*Region pointing data*.

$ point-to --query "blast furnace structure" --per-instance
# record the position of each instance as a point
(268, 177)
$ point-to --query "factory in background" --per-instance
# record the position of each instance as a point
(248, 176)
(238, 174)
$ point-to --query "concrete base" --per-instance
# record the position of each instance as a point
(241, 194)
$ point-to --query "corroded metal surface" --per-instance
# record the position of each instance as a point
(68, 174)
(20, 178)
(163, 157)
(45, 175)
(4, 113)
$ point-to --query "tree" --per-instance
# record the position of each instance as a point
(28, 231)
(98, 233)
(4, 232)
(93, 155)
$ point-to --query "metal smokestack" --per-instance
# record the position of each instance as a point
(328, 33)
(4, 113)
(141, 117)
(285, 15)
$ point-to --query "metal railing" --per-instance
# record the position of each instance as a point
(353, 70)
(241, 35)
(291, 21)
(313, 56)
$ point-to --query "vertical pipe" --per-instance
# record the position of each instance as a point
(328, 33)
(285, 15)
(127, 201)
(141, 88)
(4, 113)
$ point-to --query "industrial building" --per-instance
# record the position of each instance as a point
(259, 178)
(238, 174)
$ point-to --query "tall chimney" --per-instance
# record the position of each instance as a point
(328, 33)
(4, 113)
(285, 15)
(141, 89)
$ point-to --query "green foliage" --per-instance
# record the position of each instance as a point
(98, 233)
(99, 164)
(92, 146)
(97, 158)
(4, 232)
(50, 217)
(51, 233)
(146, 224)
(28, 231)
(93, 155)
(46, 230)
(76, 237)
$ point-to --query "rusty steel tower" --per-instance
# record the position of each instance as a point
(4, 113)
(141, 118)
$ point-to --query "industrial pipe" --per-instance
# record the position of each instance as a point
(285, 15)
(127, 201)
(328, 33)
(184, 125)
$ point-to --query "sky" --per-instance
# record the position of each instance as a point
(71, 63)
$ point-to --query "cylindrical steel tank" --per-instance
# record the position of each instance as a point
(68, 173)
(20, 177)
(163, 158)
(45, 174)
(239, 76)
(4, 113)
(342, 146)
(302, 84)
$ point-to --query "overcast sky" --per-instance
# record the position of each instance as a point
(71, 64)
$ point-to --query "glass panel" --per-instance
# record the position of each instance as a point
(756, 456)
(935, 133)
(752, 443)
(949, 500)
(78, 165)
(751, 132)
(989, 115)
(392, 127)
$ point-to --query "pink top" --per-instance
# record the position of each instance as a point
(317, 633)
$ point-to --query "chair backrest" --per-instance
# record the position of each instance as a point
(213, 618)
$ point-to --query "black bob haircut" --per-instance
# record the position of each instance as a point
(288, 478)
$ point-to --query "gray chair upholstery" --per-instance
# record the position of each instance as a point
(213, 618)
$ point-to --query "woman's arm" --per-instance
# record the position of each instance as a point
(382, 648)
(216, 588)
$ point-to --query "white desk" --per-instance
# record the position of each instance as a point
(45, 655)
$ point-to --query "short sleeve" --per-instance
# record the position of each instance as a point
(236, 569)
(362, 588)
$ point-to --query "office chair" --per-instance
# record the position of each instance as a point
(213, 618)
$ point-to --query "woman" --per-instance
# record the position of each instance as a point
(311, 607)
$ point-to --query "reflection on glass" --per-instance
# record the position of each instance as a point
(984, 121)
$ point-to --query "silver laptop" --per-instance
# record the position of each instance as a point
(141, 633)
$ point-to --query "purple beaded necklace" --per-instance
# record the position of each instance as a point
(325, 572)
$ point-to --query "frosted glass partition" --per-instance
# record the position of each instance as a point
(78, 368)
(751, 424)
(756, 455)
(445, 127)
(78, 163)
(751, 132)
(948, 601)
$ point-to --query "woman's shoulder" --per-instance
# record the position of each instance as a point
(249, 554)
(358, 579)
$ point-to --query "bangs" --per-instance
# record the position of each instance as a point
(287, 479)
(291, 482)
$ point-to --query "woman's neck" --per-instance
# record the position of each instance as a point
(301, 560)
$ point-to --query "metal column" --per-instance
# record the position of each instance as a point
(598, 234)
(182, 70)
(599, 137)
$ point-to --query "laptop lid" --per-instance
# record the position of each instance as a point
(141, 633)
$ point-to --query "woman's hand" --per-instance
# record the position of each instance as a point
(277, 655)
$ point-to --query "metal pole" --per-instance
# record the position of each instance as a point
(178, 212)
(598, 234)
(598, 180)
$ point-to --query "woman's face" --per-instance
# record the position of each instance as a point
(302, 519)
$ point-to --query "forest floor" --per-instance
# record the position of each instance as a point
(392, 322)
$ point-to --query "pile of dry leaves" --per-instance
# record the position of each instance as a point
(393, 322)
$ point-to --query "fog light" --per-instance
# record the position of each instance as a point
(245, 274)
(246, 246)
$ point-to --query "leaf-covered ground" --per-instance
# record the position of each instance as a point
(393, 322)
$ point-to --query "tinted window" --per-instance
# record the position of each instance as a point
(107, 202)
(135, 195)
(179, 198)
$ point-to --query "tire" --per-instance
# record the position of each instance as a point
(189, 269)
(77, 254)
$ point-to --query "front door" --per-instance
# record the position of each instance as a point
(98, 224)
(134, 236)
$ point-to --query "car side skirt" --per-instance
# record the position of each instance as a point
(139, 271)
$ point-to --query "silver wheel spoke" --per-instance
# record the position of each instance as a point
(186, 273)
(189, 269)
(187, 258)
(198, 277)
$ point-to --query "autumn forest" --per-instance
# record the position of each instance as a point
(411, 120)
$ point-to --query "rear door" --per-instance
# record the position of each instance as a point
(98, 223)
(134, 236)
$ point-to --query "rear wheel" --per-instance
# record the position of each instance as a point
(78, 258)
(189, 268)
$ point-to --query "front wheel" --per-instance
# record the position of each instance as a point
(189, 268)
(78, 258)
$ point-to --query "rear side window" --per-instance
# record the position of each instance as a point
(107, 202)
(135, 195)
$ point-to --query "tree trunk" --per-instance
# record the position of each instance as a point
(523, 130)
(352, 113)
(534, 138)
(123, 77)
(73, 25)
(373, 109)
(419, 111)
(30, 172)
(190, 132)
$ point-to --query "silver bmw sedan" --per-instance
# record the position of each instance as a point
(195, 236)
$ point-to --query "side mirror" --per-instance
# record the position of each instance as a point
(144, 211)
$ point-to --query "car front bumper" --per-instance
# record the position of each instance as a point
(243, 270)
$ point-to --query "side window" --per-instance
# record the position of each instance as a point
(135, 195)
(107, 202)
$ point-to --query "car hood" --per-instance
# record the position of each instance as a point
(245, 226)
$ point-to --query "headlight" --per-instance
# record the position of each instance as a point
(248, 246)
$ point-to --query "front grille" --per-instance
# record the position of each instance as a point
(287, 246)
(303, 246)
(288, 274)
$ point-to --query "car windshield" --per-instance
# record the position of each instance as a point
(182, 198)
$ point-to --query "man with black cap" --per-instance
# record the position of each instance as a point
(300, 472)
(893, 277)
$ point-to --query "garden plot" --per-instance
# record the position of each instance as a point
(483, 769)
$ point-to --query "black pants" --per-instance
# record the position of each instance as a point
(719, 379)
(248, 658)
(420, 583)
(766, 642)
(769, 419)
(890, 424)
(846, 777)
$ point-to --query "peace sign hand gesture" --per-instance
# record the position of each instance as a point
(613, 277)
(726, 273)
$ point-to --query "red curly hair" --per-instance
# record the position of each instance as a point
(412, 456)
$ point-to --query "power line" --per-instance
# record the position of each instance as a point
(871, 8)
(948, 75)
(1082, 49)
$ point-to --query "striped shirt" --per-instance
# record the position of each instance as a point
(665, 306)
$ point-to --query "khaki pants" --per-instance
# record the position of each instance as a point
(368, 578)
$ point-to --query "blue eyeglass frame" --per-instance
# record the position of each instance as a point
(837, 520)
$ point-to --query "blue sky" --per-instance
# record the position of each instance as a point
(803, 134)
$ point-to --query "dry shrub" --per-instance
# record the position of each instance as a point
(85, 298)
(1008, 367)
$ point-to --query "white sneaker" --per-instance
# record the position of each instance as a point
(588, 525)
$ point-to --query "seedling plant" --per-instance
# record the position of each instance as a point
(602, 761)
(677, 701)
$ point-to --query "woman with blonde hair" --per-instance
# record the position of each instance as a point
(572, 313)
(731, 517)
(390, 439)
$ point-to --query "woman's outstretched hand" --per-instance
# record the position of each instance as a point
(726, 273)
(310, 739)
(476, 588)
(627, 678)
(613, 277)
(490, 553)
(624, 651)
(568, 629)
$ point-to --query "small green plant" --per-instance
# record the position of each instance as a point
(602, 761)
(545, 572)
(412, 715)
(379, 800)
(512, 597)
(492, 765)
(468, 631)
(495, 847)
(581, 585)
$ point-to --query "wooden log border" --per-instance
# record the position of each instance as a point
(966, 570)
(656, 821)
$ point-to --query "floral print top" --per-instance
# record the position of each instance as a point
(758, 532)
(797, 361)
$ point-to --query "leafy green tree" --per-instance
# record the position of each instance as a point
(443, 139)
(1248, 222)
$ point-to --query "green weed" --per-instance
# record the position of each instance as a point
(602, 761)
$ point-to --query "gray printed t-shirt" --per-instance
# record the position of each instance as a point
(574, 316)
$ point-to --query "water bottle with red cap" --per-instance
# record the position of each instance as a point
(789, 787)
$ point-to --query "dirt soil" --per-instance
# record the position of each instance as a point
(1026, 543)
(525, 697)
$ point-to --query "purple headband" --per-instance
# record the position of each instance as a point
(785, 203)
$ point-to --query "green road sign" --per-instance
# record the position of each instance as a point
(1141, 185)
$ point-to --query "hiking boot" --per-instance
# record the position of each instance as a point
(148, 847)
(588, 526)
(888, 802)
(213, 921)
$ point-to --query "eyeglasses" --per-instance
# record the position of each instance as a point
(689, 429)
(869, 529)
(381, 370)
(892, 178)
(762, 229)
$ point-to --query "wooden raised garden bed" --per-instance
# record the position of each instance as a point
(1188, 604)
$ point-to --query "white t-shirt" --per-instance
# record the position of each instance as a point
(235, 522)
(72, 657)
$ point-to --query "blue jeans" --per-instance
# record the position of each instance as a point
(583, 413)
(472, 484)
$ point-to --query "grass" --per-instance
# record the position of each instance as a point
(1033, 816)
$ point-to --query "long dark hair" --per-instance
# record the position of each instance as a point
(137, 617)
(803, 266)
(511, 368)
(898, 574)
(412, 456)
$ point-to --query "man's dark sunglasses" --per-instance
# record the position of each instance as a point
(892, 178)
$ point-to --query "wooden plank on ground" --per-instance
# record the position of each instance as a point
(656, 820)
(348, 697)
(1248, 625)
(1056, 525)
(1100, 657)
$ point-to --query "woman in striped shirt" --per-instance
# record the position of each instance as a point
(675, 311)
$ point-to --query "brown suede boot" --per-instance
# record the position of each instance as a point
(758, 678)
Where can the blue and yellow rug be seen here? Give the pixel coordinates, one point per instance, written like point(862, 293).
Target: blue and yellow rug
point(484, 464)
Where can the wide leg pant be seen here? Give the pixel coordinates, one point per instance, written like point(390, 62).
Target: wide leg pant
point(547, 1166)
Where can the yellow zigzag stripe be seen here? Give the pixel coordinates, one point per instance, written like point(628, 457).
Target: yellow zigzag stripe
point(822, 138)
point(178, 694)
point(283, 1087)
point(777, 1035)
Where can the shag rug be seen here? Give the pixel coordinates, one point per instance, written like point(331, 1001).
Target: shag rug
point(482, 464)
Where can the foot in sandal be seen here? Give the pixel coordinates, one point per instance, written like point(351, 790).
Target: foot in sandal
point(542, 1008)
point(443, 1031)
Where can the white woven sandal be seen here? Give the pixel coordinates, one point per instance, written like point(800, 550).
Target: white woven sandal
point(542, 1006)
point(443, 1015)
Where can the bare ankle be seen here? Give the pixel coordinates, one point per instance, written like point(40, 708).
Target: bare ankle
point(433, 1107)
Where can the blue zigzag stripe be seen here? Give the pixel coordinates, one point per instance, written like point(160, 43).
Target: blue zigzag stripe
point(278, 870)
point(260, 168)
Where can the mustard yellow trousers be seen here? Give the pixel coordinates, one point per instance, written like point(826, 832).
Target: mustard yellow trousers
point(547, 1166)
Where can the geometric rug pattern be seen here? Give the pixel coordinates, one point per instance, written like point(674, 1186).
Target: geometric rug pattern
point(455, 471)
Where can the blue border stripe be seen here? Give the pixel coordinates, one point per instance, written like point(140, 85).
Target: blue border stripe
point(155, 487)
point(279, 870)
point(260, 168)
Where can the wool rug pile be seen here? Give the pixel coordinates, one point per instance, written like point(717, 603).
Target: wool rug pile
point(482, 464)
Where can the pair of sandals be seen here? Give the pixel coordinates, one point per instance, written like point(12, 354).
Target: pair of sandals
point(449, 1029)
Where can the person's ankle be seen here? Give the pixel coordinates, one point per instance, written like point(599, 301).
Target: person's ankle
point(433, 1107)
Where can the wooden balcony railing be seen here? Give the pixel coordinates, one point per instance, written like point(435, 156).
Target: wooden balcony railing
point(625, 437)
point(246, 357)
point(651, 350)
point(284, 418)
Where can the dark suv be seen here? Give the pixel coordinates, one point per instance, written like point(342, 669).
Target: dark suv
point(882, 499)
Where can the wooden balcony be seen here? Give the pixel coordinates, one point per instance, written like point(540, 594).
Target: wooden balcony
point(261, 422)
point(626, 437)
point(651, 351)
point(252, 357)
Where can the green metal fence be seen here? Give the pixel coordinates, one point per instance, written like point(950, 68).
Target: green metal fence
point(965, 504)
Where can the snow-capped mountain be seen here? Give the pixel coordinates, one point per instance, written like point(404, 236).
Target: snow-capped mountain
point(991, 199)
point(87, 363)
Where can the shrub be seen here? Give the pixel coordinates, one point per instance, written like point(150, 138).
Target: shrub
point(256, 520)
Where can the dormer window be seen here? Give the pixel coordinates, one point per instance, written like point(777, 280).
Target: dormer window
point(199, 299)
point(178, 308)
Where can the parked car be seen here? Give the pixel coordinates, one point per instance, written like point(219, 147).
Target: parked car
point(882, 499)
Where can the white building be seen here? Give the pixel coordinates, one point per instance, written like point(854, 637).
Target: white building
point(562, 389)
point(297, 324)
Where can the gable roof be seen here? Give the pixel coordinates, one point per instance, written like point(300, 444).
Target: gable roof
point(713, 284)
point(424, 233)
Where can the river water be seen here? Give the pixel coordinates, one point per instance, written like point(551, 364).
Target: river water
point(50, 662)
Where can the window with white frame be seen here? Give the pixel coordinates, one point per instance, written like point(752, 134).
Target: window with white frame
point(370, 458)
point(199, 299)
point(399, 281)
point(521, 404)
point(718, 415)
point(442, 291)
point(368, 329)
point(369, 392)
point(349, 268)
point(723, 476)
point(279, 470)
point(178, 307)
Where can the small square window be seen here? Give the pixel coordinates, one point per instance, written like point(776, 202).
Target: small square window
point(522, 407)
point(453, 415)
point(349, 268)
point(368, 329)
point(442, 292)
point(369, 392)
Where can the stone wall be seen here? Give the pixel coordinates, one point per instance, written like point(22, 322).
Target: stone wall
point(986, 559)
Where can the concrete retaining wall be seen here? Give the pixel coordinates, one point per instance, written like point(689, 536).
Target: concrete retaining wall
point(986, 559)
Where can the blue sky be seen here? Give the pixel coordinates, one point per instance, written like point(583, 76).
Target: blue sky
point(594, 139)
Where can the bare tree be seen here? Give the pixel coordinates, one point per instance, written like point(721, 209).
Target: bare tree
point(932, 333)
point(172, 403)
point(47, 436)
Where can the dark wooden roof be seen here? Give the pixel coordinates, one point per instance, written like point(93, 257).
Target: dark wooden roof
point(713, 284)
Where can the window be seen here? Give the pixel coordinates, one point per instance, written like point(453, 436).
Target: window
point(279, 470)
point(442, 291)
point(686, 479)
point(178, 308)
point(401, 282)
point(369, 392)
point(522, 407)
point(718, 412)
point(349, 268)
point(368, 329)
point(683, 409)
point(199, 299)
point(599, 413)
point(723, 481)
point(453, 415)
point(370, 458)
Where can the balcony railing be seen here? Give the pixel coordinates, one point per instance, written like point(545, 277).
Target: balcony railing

*Problem to work on*. Show every line above in which the word "garden" occurs.

*Output below*.
$ point-to --query "garden plot" --per-instance
$ point-to --query "wooden raised garden bed" --per-instance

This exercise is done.